■ Set problem 1
Return the stretch of the passage on AI from "What Vladimir said." through "development of FAI.", copied word for word.

■ Passage given
◆ ◆ ◆ ◆ ◆

Personally, I am certain that I could find a loop-hole in any "wish for immortality", but given a few million coarse-grained constraints ranging across all types of natural and artificial process, across all niches of the Earth, nearby space or the internet... I wouldn't know where to begin. And this isn't an unfair comparison, because coming up with thousands of these constraints is very easy, while spelling out what we mean by "life" is very hard.
What Vladimir said. The actual variable in the AI's programming can't be magically linked directly to the number of iron atoms in the atmosphere; it's linked to the output of a sensor, or many sensors. There are always at least two possible failure modes- either the AI could suborn the sensor itself, or wirehead itself to believe the sensor has the correct value. These are not trivial failure modes; they're some of the largest hurdles that Eliezer sees as integral to the development of FAI.
Yes, if the AI doesn't have a decent ontology or image of the world, this method likely fails.
But again, this seems strictly easier than FAI: we need to define physics and position, not human beings, and not human values.

◆ ◆ ◆ ◆ ◆

■ Exercise materials
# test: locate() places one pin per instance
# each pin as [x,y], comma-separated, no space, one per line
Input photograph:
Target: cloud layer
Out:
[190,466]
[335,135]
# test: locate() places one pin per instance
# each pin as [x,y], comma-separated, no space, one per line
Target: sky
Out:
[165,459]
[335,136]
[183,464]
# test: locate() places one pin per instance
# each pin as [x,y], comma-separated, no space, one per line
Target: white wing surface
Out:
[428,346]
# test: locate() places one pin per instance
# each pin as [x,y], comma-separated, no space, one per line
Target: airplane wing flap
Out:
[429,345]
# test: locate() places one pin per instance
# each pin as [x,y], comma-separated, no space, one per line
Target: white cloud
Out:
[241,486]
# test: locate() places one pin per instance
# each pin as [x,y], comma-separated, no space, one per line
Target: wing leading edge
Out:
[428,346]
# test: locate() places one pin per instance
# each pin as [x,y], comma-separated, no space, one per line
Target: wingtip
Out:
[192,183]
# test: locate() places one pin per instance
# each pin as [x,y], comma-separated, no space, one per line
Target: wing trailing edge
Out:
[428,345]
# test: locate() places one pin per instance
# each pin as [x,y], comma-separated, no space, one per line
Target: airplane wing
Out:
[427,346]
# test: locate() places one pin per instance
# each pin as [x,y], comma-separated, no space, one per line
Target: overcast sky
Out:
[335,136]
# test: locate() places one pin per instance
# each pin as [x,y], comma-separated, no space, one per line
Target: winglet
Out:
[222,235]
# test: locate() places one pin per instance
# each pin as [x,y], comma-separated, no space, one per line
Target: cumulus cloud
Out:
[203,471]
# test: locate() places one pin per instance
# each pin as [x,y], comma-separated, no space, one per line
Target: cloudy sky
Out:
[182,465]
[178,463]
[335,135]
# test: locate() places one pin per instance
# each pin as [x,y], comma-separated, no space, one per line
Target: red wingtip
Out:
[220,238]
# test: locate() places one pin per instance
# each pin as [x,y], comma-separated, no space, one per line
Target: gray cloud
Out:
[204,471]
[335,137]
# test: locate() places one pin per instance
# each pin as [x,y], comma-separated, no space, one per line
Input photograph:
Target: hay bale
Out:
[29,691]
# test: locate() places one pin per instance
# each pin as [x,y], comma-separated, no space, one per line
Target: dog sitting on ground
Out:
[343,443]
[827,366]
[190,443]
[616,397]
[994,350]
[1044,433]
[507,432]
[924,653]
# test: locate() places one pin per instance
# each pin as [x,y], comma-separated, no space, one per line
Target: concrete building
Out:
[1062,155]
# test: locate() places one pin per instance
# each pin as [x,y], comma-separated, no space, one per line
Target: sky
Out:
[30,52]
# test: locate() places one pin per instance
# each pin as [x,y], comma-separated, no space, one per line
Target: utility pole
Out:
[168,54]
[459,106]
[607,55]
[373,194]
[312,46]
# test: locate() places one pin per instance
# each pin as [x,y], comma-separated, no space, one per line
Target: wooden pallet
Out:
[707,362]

◆ ◆ ◆ ◆ ◆

■ Set problem 2
Select each line in the rows above that contains the string "edge", and copy those lines unchanged.

■ Correct result 1
What Vladimir said. The actual variable in the AI's programming can't be magically linked directly to the number of iron atoms in the atmosphere; it's linked to the output of a sensor, or many sensors. There are always at least two possible failure modes- either the AI could suborn the sensor itself, or wirehead itself to believe the sensor has the correct value. These are not trivial failure modes; they're some of the largest hurdles that Eliezer sees as integral to the development of FAI.

■ Correct result 2
Target: wing leading edge
Target: wing trailing edge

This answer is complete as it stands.